__짧은 문제__.
"target: white cumulus cloud"이 있는 줄에서 시작해 항목의 끝에서 끝나는 줄들을 "stone bridge wall"만 "concrete bridge wall"로 바꾸고 나머지는 그대로 둔 채 수정해 다시 적으세요. 그림은 답에 넣지 마세요.

※ ※ ※

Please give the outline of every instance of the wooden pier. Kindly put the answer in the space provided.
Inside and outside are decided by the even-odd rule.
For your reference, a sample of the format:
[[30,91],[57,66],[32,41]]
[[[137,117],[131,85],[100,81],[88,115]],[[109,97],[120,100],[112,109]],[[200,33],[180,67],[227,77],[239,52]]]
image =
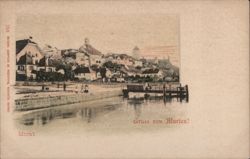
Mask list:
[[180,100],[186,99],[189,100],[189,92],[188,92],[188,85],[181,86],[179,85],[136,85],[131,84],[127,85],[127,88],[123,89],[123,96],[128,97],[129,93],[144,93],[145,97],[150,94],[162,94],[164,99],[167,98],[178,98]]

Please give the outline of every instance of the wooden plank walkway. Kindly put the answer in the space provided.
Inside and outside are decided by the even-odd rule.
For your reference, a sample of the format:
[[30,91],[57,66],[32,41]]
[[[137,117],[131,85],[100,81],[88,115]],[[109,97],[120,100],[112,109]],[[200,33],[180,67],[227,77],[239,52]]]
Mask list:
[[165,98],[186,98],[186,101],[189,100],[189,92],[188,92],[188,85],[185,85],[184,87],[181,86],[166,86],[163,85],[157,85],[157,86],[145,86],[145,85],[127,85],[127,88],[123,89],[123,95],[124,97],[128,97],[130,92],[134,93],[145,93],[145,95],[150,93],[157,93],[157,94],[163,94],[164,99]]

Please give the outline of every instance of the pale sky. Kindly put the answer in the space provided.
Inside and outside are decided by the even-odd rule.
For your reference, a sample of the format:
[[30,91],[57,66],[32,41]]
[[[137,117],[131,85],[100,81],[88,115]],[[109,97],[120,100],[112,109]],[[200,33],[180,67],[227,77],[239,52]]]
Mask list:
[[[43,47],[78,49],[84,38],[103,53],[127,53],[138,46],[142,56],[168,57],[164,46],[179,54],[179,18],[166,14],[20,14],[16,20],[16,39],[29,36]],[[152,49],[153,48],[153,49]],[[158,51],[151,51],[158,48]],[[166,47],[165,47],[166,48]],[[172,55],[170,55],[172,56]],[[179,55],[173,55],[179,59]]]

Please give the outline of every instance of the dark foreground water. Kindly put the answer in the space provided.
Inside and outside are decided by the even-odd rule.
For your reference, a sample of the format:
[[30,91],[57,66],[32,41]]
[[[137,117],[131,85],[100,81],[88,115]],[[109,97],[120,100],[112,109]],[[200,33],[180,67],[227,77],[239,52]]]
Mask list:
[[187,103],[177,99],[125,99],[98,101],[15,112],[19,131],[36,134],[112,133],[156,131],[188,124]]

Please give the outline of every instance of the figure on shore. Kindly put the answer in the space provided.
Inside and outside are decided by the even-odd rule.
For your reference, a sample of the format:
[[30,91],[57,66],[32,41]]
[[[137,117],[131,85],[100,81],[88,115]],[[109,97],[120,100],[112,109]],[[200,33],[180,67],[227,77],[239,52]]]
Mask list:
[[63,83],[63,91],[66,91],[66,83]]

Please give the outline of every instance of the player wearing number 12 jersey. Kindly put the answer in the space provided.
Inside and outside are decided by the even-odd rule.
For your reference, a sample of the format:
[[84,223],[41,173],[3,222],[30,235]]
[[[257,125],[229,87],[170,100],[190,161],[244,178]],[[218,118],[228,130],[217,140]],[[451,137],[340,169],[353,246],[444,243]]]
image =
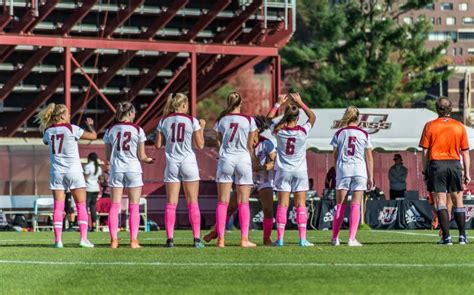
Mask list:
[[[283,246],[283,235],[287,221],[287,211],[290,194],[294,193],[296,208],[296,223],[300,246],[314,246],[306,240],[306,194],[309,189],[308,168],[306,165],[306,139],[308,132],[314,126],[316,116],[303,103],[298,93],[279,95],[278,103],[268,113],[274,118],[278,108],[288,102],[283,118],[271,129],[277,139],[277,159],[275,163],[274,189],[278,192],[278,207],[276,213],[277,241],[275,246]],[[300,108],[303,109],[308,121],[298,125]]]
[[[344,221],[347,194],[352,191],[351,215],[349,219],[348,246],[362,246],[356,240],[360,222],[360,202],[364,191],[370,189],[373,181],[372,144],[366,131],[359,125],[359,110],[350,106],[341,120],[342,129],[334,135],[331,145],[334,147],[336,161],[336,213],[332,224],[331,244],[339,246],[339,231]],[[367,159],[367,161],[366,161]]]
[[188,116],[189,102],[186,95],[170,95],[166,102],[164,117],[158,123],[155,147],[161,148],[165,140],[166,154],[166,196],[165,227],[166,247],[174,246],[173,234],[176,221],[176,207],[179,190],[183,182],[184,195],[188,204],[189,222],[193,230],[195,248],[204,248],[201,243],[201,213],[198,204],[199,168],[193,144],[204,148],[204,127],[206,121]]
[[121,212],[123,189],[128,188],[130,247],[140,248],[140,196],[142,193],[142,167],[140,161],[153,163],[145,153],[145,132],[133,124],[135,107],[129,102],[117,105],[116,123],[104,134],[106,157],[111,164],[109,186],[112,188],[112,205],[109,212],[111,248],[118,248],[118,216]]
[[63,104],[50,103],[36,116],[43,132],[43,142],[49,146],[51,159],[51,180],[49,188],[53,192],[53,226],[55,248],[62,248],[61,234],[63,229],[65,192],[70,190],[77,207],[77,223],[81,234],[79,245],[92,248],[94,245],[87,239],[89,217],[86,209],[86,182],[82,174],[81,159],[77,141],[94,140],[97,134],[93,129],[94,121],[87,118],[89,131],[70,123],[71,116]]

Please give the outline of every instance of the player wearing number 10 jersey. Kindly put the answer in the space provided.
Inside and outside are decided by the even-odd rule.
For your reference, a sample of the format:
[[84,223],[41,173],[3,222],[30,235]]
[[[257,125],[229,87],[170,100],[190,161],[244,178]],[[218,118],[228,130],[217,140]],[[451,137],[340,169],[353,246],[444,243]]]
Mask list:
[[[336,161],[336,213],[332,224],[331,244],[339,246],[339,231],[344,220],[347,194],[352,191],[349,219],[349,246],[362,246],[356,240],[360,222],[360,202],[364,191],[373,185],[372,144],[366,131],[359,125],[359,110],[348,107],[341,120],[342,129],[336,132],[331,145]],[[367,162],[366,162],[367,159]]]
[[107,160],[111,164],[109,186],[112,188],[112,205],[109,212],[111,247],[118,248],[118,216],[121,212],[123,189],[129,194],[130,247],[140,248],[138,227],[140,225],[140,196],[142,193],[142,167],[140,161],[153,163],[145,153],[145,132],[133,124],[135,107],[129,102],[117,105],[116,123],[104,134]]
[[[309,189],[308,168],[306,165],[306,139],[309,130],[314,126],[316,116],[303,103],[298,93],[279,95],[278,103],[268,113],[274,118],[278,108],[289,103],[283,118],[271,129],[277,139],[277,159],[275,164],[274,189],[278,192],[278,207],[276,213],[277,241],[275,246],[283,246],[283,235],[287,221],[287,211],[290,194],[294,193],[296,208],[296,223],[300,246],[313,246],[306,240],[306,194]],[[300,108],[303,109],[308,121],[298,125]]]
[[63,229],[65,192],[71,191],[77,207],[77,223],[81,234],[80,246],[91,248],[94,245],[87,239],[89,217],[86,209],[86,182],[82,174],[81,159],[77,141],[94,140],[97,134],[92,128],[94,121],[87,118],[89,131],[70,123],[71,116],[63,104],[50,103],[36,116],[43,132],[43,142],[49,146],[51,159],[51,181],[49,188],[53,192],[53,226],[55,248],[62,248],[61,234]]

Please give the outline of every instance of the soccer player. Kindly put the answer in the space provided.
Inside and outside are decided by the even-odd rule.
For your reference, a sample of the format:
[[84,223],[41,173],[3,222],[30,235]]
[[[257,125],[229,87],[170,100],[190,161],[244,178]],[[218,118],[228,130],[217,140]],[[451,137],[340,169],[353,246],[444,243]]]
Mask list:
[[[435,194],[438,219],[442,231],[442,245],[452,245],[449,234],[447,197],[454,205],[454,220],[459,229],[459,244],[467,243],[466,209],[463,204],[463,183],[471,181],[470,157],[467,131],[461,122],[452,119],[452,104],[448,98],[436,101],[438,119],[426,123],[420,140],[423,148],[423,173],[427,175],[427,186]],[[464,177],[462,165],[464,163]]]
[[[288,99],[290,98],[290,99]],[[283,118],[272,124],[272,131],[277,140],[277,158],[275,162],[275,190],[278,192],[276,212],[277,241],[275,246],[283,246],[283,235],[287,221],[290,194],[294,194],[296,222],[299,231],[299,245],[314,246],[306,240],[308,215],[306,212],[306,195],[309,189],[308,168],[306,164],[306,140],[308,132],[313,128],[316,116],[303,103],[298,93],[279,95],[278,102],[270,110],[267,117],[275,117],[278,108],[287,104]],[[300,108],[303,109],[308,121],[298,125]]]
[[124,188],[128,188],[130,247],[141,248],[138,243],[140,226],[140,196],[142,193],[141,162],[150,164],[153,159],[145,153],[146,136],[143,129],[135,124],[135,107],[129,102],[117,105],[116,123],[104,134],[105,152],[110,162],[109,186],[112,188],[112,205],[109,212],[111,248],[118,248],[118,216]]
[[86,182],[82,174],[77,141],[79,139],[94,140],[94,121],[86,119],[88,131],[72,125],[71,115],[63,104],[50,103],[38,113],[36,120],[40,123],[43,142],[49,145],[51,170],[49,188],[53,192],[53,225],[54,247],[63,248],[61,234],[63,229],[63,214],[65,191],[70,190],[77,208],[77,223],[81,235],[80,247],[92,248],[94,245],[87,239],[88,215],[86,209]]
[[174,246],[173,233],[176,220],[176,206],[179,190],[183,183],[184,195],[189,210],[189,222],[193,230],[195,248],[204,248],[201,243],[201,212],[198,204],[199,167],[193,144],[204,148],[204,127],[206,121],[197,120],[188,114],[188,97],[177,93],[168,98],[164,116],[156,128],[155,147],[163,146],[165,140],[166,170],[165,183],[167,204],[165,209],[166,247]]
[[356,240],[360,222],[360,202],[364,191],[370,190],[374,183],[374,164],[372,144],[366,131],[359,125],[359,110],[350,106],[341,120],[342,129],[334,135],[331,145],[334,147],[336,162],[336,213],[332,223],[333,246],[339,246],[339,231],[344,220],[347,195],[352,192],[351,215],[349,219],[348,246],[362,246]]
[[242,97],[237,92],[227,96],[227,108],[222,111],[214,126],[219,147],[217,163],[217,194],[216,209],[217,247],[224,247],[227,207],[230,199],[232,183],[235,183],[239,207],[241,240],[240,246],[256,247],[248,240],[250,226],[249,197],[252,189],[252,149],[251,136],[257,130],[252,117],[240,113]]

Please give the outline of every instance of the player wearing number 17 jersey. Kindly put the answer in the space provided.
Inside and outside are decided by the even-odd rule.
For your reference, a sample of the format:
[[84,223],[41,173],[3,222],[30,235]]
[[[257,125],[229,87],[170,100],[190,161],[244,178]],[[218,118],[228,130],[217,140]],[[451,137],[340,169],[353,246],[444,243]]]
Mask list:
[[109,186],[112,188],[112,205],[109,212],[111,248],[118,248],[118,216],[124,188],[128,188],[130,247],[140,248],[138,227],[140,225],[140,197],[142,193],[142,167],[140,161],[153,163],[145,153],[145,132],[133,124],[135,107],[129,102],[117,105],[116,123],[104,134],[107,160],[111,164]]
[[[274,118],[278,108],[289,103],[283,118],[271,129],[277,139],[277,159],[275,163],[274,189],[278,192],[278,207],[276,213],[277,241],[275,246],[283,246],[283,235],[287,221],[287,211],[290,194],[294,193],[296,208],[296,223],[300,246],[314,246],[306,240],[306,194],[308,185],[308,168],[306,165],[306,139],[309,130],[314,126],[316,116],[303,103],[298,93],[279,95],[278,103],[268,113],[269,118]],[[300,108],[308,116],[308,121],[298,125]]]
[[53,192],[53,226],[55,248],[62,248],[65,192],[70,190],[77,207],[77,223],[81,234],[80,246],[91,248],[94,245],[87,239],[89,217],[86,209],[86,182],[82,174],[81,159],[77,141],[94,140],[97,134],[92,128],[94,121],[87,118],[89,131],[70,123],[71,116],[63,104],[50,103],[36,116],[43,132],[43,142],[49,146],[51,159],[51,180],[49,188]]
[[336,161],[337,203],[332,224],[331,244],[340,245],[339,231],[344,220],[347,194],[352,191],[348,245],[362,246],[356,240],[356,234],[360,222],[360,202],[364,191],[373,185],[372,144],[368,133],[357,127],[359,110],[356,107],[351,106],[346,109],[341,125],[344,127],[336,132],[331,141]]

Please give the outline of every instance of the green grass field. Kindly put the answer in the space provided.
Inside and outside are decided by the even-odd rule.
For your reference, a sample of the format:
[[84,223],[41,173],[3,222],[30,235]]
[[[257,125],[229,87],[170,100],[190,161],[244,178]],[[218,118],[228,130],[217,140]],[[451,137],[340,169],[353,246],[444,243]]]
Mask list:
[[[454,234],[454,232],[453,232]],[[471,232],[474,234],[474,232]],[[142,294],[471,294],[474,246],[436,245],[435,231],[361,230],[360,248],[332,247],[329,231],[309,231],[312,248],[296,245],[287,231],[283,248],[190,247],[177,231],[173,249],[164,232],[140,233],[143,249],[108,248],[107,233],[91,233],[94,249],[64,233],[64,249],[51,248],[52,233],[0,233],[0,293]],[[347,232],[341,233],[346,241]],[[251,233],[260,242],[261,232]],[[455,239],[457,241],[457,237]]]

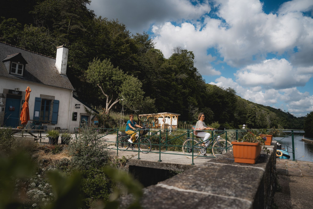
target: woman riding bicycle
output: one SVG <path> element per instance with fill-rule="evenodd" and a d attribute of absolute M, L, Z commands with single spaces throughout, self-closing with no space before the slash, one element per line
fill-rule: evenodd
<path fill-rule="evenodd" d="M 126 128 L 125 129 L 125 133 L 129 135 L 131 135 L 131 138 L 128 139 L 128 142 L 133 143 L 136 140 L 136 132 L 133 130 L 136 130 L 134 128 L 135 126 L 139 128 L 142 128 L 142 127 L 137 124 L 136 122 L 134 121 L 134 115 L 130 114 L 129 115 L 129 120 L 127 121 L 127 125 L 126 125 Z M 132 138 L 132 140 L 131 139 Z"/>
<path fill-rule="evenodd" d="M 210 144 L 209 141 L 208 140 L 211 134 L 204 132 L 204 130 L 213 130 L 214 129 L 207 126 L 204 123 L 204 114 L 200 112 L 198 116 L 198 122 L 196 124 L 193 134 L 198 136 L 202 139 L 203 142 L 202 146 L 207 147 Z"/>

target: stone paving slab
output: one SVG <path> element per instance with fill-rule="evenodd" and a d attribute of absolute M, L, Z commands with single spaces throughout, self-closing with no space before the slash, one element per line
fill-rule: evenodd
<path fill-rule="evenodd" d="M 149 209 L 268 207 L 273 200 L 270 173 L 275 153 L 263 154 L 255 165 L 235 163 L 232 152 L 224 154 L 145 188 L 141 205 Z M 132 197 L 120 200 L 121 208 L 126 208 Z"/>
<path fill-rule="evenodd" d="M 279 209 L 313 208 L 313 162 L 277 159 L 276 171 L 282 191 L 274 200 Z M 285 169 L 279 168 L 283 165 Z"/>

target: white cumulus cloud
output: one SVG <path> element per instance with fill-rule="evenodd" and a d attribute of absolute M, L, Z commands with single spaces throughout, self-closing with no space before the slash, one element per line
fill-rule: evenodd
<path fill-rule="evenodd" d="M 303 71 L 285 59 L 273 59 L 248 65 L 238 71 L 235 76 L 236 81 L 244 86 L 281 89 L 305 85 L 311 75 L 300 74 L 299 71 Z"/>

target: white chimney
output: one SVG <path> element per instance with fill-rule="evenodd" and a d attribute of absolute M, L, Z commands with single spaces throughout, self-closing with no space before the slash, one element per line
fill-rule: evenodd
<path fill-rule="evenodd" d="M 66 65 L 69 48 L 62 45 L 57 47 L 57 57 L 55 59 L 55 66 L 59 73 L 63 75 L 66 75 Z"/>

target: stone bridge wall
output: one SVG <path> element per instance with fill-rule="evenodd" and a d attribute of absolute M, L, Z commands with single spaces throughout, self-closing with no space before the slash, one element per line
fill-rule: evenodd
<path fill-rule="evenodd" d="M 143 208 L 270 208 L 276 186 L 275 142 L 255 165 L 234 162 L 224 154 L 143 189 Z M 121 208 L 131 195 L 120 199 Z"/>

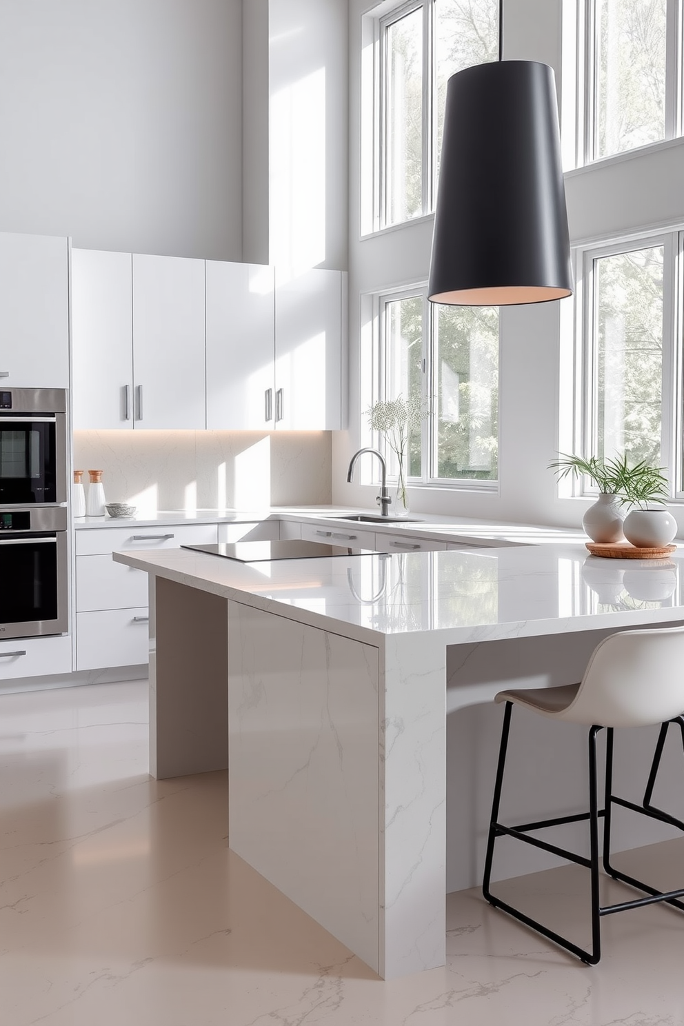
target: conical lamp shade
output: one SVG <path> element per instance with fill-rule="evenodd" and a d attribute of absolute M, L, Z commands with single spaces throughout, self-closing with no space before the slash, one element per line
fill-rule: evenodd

※ ※ ※

__예제 풀이__.
target: white cumulus cloud
output: one SVG <path> element per instance with fill-rule="evenodd" and a d attribute of absolute M, L, Z commands with single spaces throughout, self-closing with no space before the slash, one element per line
fill-rule: evenodd
<path fill-rule="evenodd" d="M 303 71 L 285 59 L 273 59 L 248 65 L 238 71 L 235 76 L 236 81 L 244 86 L 281 89 L 305 85 L 311 75 L 300 74 L 299 71 Z"/>

target: white chimney
output: one SVG <path> element per instance with fill-rule="evenodd" and a d attribute of absolute M, L, Z commands with single spaces throughout, self-closing with no space before the slash, one element per line
fill-rule: evenodd
<path fill-rule="evenodd" d="M 66 65 L 69 48 L 62 45 L 57 47 L 57 57 L 55 59 L 55 66 L 59 73 L 63 75 L 66 75 Z"/>

target: concrete bridge wall
output: one SVG <path> element per instance with fill-rule="evenodd" and a d attribute of absolute M, L, Z commands with single spaces throughout, self-closing with no space before the slash, one element per line
fill-rule: evenodd
<path fill-rule="evenodd" d="M 143 208 L 270 208 L 276 186 L 275 142 L 255 165 L 234 162 L 224 154 L 143 189 Z M 121 208 L 131 195 L 120 199 Z"/>

target: conical lamp shade
output: one SVG <path> element per instance with fill-rule="evenodd" and a d attribute of absolute M, L, Z commands with single spaces throughout, self-closing with no space before the slash, one element per line
fill-rule: evenodd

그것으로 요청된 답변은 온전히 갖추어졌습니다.